# EXERCISE BRIEF
State how many lines of the data contain the word "background". Give only the number.

::: DATA EXTRACT :::

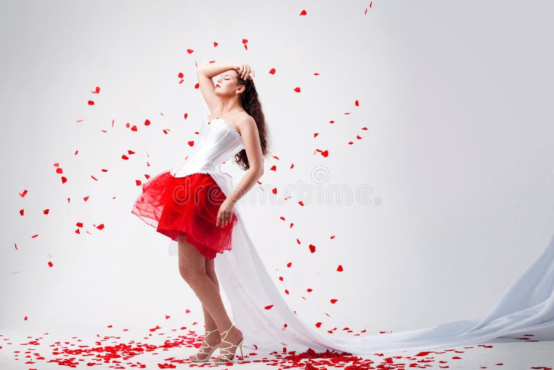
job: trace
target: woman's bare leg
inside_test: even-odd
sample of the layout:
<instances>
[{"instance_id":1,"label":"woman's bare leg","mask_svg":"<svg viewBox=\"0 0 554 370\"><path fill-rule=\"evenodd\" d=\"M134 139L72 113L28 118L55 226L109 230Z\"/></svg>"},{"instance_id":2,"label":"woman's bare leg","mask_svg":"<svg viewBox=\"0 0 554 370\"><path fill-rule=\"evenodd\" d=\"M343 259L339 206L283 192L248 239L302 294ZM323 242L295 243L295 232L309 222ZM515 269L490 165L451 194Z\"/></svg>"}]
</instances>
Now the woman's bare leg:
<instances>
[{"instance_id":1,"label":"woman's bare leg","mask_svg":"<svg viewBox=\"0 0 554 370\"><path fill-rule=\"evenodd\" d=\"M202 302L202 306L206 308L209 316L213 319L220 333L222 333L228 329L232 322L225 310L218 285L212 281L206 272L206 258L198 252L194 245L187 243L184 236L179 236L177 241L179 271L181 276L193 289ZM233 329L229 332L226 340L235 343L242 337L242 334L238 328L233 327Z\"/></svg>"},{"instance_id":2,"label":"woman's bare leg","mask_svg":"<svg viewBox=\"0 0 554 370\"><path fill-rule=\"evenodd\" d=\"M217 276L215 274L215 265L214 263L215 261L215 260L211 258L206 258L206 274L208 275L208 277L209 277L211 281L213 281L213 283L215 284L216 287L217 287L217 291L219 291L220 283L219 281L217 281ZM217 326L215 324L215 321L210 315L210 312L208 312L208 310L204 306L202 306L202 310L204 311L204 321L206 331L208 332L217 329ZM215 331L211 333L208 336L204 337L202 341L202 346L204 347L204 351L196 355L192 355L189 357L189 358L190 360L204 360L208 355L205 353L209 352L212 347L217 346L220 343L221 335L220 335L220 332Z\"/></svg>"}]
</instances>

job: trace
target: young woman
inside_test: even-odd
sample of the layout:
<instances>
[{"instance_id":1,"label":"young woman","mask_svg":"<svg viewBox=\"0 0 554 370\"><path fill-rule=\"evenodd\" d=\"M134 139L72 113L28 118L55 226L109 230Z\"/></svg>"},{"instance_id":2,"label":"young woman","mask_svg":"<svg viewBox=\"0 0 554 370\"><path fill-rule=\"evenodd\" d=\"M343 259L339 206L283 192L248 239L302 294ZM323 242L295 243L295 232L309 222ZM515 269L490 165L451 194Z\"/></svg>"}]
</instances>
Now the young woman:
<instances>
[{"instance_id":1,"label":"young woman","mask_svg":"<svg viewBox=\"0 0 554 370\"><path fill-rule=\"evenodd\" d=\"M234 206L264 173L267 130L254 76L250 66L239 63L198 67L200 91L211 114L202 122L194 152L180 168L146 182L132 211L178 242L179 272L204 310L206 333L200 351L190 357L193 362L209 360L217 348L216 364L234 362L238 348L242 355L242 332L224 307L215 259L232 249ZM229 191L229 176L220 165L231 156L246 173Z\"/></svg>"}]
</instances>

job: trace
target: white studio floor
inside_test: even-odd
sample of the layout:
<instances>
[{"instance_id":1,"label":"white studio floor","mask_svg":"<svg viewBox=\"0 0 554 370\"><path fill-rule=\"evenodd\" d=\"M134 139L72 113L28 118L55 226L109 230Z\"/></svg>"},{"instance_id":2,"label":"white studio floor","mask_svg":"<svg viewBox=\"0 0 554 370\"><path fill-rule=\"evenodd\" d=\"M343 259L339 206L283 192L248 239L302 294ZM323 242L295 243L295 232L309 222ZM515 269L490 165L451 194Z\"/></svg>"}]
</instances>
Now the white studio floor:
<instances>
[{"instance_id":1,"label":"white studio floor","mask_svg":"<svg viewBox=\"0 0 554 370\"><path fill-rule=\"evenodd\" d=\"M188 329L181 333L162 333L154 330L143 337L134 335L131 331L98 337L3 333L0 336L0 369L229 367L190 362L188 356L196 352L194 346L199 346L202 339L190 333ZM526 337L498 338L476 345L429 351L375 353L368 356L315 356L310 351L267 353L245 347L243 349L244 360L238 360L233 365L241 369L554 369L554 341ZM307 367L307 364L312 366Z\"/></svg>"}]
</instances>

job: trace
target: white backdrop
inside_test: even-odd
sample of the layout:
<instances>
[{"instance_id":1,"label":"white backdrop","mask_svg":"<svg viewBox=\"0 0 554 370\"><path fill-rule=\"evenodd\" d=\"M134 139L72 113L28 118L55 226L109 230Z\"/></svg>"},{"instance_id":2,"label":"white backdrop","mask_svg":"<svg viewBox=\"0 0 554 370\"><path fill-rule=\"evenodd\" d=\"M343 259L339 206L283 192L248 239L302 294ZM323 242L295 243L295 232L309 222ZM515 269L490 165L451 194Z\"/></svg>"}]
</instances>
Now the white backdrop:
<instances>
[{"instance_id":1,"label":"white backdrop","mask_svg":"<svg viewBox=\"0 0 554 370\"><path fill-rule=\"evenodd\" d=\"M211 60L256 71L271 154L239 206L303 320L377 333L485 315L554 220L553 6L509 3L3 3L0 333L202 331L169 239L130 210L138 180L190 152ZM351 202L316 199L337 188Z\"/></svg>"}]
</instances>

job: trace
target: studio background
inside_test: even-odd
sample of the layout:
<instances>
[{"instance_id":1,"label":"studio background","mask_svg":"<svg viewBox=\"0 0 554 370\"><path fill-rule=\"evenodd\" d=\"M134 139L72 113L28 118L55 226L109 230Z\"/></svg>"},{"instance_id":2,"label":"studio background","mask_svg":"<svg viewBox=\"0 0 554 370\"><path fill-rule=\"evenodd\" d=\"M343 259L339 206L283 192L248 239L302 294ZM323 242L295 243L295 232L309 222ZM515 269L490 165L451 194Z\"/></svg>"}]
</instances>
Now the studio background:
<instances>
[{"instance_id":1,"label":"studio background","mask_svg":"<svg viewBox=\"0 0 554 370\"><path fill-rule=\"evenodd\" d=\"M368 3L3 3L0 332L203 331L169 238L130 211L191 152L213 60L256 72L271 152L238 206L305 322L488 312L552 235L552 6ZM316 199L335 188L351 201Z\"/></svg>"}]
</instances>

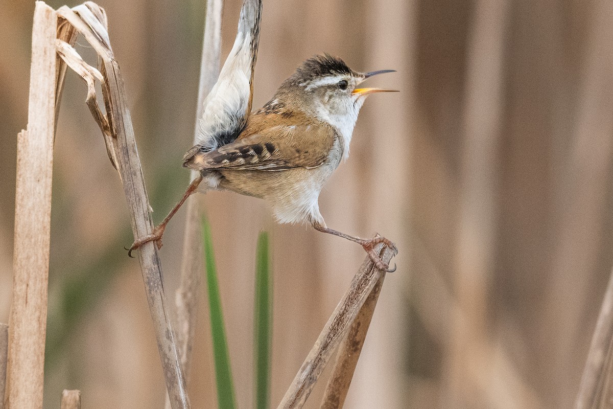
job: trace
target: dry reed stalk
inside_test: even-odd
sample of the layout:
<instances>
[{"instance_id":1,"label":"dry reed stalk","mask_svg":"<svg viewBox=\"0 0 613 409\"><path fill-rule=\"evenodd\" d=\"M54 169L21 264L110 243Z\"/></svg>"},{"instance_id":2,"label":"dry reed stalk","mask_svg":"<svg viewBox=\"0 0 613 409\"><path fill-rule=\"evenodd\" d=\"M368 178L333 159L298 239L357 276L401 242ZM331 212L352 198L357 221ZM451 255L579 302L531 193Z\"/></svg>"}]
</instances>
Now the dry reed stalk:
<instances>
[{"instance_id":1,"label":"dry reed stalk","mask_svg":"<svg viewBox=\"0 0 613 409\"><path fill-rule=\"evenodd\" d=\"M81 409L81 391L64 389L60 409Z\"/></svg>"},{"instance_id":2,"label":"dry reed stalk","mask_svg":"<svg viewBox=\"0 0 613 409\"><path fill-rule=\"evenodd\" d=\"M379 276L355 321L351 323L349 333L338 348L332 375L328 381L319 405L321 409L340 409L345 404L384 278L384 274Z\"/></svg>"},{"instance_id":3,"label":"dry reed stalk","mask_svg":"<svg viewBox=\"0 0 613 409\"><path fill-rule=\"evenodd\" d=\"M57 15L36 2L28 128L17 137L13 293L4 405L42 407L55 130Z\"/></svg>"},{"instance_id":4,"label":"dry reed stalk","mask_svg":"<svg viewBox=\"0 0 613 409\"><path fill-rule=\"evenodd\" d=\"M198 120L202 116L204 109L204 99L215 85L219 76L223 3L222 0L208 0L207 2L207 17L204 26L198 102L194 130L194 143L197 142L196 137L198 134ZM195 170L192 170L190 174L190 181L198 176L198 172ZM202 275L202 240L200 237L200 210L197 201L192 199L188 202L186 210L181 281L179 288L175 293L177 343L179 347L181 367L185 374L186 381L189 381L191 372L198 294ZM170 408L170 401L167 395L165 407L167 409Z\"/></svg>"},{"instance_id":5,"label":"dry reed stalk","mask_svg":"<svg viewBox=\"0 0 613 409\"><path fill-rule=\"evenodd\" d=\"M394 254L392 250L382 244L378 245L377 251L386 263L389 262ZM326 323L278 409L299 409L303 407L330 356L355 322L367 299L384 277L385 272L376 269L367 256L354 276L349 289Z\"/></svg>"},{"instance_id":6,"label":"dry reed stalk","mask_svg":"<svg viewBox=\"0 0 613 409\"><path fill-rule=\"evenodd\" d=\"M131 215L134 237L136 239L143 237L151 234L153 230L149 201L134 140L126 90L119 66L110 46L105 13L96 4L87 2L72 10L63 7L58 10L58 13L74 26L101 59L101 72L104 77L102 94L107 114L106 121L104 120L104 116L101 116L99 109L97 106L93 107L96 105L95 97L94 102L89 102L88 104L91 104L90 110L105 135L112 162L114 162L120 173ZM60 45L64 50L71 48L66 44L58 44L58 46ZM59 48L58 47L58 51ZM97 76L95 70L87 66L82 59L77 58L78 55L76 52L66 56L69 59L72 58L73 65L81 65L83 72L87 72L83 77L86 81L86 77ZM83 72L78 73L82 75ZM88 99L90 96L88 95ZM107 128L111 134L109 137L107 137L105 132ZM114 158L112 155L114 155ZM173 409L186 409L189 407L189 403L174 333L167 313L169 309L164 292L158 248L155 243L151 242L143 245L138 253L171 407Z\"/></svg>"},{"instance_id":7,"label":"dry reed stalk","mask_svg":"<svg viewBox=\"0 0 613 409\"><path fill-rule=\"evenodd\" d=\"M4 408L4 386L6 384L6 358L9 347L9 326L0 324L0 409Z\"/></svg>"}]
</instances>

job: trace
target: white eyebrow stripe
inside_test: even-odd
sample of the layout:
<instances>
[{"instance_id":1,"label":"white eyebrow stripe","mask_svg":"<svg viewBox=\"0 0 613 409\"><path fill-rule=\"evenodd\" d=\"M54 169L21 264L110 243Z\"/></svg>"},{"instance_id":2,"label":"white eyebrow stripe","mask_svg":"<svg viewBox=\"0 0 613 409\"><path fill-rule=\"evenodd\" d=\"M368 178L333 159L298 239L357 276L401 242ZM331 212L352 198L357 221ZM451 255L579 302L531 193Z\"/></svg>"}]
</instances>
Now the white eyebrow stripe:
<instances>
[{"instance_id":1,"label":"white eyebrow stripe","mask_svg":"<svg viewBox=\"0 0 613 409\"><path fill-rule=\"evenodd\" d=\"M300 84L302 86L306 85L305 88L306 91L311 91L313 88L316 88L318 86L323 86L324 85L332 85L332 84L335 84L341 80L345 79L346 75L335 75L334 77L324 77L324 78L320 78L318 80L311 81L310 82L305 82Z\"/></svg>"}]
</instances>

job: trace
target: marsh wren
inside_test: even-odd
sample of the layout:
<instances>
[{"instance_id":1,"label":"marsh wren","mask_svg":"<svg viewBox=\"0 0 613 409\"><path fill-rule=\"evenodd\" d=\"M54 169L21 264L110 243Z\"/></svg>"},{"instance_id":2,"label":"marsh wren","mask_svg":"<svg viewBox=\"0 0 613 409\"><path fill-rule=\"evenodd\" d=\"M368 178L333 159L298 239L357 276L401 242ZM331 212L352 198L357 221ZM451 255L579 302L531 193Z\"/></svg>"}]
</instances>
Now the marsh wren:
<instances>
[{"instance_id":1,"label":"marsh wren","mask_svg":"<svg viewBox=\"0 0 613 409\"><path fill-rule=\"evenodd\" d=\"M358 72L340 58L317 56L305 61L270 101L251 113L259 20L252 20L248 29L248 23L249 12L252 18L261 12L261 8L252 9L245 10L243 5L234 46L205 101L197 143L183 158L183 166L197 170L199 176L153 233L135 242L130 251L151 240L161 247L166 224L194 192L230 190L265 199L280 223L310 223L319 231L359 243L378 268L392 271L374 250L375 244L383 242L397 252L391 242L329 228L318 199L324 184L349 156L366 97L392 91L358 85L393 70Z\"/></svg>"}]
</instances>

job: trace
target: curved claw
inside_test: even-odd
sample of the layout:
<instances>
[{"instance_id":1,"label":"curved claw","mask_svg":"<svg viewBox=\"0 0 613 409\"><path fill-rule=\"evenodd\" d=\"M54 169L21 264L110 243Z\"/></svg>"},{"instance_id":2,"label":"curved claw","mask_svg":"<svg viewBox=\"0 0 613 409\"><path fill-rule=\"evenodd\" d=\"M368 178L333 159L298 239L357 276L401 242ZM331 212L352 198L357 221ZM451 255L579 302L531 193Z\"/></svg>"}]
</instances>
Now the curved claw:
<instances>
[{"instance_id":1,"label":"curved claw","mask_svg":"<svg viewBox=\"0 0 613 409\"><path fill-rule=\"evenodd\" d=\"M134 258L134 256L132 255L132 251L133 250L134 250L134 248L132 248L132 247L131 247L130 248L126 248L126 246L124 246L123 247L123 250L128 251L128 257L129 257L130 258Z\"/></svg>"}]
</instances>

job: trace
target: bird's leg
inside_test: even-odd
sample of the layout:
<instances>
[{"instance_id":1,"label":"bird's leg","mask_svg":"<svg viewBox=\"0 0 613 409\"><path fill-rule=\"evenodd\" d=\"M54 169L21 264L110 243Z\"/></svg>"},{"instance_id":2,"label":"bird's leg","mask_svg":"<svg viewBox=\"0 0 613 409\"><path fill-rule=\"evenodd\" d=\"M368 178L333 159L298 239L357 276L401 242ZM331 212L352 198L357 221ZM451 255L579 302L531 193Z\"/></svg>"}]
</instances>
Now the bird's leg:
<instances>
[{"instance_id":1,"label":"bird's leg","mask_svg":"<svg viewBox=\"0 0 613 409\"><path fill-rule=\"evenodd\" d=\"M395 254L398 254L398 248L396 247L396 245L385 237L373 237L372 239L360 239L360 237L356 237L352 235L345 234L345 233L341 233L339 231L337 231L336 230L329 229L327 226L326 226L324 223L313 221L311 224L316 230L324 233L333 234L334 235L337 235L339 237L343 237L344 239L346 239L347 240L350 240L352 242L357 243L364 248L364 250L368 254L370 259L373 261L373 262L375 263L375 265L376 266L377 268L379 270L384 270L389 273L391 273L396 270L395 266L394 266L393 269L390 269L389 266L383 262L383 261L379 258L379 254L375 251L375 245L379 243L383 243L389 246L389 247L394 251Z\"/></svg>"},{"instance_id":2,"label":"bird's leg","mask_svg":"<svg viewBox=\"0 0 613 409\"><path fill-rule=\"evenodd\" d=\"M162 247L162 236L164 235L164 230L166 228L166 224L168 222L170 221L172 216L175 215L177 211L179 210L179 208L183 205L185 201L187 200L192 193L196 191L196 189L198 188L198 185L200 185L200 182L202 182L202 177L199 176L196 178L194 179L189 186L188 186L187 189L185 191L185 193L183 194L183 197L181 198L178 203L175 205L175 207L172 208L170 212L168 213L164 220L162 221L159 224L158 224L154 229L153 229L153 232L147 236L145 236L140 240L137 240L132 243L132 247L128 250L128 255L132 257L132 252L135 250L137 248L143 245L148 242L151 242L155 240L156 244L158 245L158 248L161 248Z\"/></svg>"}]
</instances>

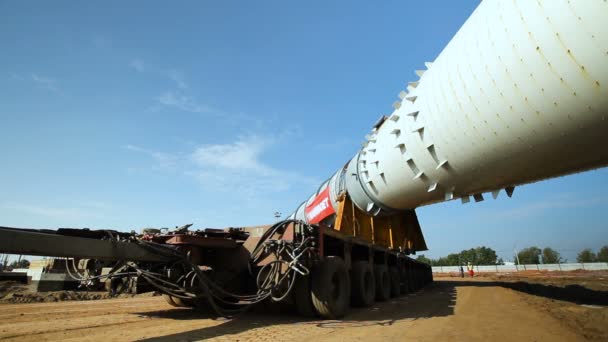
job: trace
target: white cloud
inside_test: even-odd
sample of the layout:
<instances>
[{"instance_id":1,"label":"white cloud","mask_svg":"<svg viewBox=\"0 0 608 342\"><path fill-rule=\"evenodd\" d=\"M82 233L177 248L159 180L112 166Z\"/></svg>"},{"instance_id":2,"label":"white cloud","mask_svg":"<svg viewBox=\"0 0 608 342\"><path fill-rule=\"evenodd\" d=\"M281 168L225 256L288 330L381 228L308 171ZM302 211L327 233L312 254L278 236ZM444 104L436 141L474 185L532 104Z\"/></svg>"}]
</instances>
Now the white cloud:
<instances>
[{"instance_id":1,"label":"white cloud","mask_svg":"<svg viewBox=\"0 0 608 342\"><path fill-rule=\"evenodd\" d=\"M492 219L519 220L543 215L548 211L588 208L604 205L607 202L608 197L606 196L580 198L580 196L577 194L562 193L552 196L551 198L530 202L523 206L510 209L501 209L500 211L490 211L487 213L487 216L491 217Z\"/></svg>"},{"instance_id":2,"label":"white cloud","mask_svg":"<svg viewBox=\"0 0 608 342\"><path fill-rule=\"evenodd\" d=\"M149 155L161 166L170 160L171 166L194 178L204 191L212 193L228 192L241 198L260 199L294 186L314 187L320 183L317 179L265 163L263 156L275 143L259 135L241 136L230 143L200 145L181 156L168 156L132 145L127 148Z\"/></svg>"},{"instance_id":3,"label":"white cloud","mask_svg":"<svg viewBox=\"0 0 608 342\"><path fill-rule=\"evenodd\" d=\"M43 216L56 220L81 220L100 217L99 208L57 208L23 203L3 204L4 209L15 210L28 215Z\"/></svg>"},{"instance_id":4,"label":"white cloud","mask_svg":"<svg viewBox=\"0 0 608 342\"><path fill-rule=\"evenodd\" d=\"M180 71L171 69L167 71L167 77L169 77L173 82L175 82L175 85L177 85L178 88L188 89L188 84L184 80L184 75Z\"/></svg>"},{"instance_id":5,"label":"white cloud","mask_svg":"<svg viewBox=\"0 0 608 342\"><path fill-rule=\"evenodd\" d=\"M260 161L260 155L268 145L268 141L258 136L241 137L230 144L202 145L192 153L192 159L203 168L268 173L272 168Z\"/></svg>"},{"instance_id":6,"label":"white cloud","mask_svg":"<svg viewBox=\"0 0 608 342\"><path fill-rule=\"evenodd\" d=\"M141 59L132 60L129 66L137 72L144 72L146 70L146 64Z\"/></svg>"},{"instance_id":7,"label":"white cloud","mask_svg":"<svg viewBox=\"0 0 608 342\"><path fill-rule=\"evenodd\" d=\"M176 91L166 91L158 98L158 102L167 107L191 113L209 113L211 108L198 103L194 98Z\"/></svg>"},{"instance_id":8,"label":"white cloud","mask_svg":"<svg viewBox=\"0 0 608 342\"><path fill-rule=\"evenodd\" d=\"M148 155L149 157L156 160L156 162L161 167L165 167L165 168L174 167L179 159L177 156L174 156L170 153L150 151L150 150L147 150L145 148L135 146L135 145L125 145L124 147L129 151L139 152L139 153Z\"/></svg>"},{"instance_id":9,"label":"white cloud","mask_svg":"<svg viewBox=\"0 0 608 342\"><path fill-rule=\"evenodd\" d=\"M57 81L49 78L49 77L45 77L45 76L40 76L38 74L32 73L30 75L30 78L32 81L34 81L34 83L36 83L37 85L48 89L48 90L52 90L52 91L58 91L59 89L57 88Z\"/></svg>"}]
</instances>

:::

# RESULT
4